— START Input records —

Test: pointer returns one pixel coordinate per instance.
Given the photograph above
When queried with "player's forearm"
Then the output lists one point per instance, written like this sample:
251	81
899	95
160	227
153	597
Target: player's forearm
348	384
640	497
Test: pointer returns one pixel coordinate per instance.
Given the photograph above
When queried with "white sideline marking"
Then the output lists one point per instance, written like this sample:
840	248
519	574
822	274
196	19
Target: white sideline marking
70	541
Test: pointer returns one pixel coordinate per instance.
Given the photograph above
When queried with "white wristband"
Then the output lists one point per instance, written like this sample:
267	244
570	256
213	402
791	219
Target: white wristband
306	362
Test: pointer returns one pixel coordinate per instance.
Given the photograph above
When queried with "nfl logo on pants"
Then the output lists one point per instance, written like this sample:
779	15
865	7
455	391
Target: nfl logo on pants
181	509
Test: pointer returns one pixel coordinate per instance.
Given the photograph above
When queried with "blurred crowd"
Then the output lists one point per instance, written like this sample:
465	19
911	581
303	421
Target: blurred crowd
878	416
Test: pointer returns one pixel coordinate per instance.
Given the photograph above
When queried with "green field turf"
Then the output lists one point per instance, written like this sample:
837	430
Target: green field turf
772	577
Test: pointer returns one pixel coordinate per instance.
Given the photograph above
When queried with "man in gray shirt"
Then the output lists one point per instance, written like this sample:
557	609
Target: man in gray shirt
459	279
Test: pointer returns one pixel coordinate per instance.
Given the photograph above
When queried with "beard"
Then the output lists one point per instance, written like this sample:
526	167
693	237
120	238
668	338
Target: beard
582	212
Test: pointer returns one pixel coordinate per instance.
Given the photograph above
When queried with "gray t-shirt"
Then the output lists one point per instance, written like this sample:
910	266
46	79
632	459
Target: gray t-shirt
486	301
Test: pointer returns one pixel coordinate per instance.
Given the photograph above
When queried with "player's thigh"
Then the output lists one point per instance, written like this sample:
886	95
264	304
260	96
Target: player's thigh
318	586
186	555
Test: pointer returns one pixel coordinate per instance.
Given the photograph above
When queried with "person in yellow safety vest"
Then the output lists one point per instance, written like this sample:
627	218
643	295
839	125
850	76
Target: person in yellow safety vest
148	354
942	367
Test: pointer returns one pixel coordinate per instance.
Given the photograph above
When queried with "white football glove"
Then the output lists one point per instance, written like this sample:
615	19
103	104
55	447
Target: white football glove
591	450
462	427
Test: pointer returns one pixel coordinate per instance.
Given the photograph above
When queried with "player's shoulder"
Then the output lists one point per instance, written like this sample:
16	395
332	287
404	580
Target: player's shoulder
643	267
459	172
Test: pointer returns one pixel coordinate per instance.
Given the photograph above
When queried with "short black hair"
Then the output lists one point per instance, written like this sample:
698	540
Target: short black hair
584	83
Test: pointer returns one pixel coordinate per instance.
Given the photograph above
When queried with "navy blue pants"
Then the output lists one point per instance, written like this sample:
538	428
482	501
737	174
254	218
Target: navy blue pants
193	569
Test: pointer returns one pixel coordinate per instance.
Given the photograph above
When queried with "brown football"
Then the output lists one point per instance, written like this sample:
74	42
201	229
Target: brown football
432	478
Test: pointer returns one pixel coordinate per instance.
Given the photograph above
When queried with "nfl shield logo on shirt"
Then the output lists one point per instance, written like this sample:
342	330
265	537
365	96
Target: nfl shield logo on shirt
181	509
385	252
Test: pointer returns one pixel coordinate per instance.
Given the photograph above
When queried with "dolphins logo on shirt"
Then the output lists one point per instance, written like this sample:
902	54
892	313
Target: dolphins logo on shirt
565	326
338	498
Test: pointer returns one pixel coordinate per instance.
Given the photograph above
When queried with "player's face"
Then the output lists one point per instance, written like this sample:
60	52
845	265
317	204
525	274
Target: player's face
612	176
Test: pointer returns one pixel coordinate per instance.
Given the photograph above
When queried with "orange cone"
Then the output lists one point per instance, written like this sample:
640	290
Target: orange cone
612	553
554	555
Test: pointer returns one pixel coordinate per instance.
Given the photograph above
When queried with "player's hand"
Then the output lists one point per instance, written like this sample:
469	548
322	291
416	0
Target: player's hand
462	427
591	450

— END Input records —

** Directive **
List every line in the material above that contains the string "brown", matching case exactly.

** Finished exercise **
When queried with "brown football"
Target: brown football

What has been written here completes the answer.